### TASK TO CARRY OUT
These records must be written out again exactly.

━━━━━━━━━━

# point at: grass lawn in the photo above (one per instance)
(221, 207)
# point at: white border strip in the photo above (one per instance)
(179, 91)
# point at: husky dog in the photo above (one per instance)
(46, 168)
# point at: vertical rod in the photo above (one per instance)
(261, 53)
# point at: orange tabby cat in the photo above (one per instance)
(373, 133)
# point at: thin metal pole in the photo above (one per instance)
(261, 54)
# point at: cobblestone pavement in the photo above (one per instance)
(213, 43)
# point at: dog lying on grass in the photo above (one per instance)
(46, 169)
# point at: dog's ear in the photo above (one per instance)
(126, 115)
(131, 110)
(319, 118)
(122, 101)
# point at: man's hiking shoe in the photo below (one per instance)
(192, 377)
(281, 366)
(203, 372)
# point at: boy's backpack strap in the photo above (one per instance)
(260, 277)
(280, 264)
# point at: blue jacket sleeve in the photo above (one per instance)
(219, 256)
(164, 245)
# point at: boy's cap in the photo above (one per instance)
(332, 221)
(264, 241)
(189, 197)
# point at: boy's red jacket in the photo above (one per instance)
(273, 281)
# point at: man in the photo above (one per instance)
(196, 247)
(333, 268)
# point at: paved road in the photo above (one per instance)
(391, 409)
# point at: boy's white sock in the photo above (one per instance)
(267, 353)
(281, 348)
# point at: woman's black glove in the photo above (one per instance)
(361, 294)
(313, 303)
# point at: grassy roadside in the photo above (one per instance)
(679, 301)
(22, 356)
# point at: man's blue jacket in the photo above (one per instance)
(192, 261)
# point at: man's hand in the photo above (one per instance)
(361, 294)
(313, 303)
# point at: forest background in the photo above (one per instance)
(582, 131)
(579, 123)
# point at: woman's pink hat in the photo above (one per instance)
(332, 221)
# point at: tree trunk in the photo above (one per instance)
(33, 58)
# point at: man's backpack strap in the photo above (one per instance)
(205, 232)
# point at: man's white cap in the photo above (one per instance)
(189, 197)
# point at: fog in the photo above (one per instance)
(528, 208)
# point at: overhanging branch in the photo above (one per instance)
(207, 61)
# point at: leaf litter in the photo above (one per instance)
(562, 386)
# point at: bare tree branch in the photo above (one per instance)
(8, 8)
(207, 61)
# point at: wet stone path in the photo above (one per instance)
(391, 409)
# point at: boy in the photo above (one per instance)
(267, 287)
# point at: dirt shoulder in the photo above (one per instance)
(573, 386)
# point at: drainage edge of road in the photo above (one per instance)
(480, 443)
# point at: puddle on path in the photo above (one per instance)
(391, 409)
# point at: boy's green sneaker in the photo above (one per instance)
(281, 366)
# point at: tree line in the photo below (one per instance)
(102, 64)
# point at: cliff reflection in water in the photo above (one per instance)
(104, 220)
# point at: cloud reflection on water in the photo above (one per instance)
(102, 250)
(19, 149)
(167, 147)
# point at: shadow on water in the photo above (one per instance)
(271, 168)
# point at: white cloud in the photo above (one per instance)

━━━━━━━━━━

### THE ANSWER
# point at: grass lawn in the photo above (one per instance)
(221, 207)
# point at: white border strip in the photo above (one per instance)
(179, 91)
# point at: husky dog in the photo above (one per instance)
(46, 168)
# point at: vertical rod in the photo above (one per instance)
(261, 53)
# point at: orange tabby cat in the photo above (one per instance)
(373, 133)
# point at: thin metal pole in the photo above (one per instance)
(261, 54)
# point at: cobblestone pavement in the photo above (one per instance)
(213, 43)
# point at: dog lying on grass in the photo above (one per instance)
(46, 169)
# point at: dog's ear in the photo above (one per instance)
(126, 115)
(131, 110)
(319, 118)
(122, 101)
# point at: man's hiking shoe in the photo below (one per instance)
(192, 377)
(281, 366)
(203, 372)
# point at: boy's backpack strap in the photo above (one per instance)
(260, 277)
(280, 264)
# point at: blue jacket sleeve in the photo above (one per instance)
(219, 256)
(164, 245)
# point at: boy's cap in the photo above (one per instance)
(332, 221)
(264, 241)
(189, 197)
# point at: boy's red jacket in the photo above (one per instance)
(273, 281)
# point at: man in the photo above (one per instance)
(196, 247)
(333, 268)
# point at: paved road in the photo above (one per instance)
(391, 409)
# point at: boy's white sock in the photo above (one per instance)
(267, 353)
(281, 348)
# point at: woman's black glove in the photo above (one per instance)
(361, 294)
(313, 303)
# point at: grassy roadside in the photo above (one per instance)
(679, 301)
(22, 356)
# point at: man's blue jacket in the photo above (one per instance)
(192, 261)
# point at: man's hand in the photo above (one per instance)
(361, 294)
(313, 303)
# point at: forest background in the photo above (one per instance)
(582, 131)
(579, 123)
# point at: woman's pink hat in the photo above (one per instance)
(332, 221)
# point at: tree trunk in the photo above (one per instance)
(33, 58)
# point at: man's backpack strap in the photo above (one per instance)
(205, 232)
# point at: man's white cap in the photo above (one per instance)
(189, 197)
# point at: fog in the photo above (one per instance)
(528, 208)
# point at: overhanging branch in the photo above (one per instance)
(207, 61)
# point at: leaf litter in the photo above (one per instance)
(562, 386)
# point at: bare tree branch in the photo above (one per instance)
(8, 8)
(207, 61)
# point at: wet stone path in the photo above (one per instance)
(391, 409)
# point at: boy in the photo above (one per instance)
(267, 287)
# point at: dirt shoulder in the photo above (one per instance)
(573, 386)
# point at: drainage edge of road in the photo above (one per instance)
(480, 443)
# point at: puddle on path in the photo above (one per instance)
(391, 409)
# point at: boy's green sneaker in the photo above (one per instance)
(281, 366)
# point at: tree line in the photo below (one per instance)
(102, 64)
# point at: cliff reflection in water in the photo above (one per instance)
(104, 220)
# point at: cloud reflection on water in the photo above (one per instance)
(102, 250)
(19, 149)
(167, 147)
# point at: shadow on water in the photo above (one per instance)
(271, 168)
# point at: white cloud in the photo above (one per instance)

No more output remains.